# AVAILABLE DATA

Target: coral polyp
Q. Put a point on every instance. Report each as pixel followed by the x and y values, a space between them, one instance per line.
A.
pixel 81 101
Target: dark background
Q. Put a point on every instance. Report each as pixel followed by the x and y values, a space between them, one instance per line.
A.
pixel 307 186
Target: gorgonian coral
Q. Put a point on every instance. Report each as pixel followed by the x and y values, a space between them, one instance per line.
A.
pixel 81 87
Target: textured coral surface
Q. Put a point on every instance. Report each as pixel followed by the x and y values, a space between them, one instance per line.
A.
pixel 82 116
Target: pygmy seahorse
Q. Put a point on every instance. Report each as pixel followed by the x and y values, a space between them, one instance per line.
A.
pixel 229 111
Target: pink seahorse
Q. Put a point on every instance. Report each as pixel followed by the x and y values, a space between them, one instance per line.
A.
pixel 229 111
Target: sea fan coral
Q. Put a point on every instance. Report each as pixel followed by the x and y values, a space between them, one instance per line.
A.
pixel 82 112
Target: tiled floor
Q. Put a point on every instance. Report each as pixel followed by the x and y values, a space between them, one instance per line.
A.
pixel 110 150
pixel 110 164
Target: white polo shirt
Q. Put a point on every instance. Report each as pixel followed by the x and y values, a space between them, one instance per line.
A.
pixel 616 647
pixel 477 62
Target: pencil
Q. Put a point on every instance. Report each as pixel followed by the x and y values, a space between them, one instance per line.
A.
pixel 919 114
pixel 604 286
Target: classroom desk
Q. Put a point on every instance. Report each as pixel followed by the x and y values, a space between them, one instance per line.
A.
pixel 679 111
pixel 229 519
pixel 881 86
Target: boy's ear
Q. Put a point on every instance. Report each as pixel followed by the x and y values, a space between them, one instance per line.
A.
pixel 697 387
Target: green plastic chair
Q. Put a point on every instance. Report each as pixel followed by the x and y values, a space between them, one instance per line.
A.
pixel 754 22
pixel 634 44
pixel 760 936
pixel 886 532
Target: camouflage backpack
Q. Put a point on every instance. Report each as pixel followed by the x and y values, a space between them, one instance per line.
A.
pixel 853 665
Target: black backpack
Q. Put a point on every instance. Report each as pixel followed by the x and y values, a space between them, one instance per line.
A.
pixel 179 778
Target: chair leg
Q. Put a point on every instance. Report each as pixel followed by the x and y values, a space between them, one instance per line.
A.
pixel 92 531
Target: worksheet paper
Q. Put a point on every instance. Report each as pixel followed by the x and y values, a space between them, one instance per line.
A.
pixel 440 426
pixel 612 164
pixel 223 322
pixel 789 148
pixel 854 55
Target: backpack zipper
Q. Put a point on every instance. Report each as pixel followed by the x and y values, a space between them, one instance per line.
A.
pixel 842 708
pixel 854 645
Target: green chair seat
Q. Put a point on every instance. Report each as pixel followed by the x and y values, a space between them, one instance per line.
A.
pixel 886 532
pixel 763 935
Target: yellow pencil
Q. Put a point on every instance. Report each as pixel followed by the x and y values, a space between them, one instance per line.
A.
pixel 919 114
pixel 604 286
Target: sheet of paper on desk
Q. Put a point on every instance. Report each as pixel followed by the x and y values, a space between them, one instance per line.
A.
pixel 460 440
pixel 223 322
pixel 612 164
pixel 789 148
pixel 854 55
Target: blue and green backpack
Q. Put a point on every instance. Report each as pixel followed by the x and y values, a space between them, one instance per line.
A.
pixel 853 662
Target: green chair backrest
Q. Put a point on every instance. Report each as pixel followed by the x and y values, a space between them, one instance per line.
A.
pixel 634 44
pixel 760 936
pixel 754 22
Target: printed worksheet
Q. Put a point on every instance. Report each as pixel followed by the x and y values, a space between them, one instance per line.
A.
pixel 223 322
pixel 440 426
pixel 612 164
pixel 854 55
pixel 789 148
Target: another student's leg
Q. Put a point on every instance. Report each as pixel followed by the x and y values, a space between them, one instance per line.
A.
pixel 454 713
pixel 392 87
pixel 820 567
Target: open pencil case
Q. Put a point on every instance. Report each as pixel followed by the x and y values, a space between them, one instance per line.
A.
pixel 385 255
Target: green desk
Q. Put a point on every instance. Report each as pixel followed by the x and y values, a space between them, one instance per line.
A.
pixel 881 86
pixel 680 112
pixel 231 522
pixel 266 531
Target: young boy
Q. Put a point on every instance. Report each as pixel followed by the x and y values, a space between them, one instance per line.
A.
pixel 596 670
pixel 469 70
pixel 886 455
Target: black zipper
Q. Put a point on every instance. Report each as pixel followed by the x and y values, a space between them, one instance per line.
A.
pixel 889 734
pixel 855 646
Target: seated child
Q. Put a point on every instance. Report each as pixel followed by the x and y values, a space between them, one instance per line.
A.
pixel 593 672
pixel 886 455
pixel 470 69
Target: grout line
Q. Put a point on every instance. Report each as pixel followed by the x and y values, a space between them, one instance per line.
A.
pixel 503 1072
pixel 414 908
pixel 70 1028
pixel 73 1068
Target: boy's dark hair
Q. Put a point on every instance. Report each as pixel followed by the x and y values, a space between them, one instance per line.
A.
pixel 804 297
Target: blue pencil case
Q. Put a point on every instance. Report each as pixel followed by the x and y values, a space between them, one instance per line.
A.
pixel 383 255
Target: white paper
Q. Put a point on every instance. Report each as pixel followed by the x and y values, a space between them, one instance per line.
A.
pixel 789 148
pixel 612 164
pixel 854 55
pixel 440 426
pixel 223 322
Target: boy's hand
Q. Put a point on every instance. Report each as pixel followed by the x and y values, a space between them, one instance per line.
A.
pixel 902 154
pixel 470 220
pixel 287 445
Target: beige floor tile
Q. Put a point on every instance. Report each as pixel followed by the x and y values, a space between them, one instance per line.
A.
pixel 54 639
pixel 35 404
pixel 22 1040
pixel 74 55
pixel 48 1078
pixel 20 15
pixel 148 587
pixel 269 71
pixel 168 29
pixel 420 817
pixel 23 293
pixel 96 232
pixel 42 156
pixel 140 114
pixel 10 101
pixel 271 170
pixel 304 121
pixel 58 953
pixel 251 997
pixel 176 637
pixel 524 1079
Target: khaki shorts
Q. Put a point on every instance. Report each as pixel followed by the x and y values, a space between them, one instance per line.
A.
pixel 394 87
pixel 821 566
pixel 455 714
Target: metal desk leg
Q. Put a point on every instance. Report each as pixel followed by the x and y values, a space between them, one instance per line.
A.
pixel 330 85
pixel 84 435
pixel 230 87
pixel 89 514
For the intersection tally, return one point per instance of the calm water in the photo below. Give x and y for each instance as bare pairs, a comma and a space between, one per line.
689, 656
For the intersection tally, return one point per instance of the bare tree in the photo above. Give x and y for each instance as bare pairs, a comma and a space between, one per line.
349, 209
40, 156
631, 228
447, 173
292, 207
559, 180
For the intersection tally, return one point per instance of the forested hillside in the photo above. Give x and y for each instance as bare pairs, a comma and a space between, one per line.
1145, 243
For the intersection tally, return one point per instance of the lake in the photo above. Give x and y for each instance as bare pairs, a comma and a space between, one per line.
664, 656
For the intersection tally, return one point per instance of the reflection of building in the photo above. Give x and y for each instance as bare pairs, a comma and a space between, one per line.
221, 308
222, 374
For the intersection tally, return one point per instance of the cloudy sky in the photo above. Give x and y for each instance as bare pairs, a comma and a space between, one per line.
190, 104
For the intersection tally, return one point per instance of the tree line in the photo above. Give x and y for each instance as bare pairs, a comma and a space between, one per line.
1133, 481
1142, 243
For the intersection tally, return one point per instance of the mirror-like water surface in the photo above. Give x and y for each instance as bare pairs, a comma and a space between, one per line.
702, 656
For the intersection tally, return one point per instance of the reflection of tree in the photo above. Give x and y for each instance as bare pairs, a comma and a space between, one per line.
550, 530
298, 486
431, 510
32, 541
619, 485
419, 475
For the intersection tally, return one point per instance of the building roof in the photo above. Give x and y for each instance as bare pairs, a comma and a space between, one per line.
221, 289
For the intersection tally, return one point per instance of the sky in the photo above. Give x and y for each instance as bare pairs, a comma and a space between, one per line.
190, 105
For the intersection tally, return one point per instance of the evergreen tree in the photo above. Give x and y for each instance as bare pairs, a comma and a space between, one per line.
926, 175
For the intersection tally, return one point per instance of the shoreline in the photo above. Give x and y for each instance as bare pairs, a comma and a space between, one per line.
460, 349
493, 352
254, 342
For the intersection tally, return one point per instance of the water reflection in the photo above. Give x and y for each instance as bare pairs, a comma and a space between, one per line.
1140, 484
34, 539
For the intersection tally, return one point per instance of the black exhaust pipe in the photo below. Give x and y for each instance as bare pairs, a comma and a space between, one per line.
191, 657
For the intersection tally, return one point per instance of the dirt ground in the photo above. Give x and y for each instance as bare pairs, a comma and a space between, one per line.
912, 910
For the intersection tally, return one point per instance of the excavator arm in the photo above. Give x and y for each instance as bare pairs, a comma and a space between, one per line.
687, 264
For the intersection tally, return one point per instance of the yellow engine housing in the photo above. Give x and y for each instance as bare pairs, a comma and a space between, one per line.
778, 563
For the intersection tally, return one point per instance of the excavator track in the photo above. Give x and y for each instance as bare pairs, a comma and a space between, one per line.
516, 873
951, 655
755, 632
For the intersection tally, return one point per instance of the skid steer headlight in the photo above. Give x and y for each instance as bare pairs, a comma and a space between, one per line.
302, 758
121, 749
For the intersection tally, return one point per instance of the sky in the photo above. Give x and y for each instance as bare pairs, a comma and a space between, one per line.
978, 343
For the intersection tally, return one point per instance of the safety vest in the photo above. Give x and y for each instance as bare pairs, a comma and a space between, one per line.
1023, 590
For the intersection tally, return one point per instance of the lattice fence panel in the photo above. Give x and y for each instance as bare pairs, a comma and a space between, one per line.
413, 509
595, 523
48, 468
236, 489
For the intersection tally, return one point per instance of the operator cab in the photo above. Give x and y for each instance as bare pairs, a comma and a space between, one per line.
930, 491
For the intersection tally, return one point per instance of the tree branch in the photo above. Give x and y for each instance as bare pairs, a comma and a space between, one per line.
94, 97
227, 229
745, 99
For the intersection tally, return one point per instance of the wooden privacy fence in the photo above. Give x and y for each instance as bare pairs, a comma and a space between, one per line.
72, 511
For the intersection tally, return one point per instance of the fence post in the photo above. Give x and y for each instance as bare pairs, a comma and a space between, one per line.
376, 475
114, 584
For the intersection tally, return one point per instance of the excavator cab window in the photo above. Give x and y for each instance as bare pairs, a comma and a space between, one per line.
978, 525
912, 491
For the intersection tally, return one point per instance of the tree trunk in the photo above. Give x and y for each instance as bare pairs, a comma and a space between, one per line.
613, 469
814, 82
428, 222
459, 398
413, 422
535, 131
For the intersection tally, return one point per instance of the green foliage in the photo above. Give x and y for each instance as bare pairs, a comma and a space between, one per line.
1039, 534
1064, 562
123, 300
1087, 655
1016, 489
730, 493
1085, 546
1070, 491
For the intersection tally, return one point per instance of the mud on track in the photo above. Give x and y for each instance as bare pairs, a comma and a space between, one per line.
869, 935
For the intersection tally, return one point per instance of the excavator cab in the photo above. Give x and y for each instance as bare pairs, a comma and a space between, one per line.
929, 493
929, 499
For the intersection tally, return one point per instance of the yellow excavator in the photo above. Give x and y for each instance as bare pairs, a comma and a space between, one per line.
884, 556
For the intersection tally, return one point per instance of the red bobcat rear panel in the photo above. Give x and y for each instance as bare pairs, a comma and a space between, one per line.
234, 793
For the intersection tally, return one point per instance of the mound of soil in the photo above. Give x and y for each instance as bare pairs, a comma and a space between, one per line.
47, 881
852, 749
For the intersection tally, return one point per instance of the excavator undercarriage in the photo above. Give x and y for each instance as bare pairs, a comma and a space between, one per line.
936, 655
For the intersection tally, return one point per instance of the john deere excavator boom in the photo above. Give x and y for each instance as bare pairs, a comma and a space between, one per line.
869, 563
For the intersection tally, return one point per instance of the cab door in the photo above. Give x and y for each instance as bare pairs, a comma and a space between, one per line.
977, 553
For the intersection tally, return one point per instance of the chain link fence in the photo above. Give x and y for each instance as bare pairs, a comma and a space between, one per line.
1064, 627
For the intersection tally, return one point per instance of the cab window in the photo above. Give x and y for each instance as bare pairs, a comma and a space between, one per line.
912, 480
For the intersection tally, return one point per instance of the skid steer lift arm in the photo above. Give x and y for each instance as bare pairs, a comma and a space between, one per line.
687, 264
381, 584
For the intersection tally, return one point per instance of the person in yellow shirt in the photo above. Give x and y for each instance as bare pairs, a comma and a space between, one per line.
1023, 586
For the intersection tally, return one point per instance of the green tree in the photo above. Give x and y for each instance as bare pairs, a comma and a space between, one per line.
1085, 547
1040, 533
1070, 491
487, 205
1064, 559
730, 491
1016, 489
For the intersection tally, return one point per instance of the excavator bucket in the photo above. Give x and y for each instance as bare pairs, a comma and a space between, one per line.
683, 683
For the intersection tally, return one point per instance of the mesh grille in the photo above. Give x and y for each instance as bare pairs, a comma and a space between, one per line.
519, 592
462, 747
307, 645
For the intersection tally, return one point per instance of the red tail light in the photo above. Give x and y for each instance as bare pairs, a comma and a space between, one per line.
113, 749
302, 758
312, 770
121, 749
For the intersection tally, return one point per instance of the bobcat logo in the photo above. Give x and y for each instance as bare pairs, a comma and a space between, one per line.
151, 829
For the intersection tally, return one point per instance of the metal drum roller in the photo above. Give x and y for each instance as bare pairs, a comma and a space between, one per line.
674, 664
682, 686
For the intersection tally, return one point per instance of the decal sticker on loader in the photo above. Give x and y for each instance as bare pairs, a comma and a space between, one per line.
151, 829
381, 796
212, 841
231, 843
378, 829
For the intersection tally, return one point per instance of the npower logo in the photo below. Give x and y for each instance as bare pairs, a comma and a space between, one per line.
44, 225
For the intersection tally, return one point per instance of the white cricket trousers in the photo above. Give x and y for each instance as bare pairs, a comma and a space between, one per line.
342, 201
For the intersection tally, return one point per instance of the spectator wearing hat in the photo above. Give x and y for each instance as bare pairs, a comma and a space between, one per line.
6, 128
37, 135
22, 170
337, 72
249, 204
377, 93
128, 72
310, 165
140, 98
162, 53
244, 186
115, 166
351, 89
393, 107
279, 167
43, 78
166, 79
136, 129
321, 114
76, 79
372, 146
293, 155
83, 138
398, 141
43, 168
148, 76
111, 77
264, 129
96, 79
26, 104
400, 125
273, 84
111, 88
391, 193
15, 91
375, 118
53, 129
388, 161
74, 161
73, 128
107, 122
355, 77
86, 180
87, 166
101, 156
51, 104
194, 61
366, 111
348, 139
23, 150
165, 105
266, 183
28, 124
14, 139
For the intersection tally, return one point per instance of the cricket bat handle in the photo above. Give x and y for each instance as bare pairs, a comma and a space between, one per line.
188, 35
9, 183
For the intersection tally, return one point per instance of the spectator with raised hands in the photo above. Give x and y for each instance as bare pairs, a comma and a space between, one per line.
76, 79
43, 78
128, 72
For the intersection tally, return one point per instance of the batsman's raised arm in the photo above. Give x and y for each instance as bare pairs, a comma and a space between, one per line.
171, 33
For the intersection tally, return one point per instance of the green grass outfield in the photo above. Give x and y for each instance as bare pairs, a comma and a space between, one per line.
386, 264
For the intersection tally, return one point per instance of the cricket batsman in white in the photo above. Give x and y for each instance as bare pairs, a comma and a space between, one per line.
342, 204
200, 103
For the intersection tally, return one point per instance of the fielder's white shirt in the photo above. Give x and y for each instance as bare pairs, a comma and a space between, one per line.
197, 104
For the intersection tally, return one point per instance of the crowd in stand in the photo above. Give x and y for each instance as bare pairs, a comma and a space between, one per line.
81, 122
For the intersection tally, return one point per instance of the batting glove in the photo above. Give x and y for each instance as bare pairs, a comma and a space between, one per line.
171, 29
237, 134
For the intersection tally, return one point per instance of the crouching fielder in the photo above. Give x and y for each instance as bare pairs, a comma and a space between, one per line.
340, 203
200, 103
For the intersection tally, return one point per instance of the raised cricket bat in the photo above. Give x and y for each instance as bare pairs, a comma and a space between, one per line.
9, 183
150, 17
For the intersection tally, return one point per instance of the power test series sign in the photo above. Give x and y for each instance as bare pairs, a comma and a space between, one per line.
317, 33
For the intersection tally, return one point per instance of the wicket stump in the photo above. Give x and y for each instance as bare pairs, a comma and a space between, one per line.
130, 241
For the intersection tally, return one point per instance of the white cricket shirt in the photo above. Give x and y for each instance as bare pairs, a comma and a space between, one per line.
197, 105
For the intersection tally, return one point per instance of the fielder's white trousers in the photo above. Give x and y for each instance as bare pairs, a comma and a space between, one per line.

# WHAT IS ASKED
Could you copy out, unchanged, everything in the lines above from the line containing "Target: worksheet paper" down to the line containing "pixel 853 662", with both of those lines included?

# FINAL RESULT
Target: worksheet paper
Q. Put a point on every instance. Report each as pixel followed by the x and y values, a space between them, one instance per line.
A.
pixel 440 426
pixel 612 164
pixel 223 322
pixel 789 148
pixel 854 55
Target: backpack zipper
Q. Put a point on every instance. Report each as pixel followed by the x and y values, a space between them, one instance per line.
A.
pixel 842 708
pixel 854 645
Target: green chair seat
Q. Put a point on every instance. Report each as pixel followed by the x and y values, a space between them, one instance per line.
A.
pixel 886 532
pixel 763 935
Target: yellow pencil
Q. Put a point on every instance. Report each as pixel followed by the x and y values, a space between them, one instance per line.
A.
pixel 919 114
pixel 604 286
Target: sheet of paper on desk
Q. Put a point on every instance. Report each as pixel followed by the x and y values, a space between them, one instance per line.
A.
pixel 460 440
pixel 223 322
pixel 612 164
pixel 789 148
pixel 854 55
Target: blue and green backpack
Q. Put a point on every instance. Report each as pixel followed by the x and y values, a space between them, one instance per line.
A.
pixel 853 662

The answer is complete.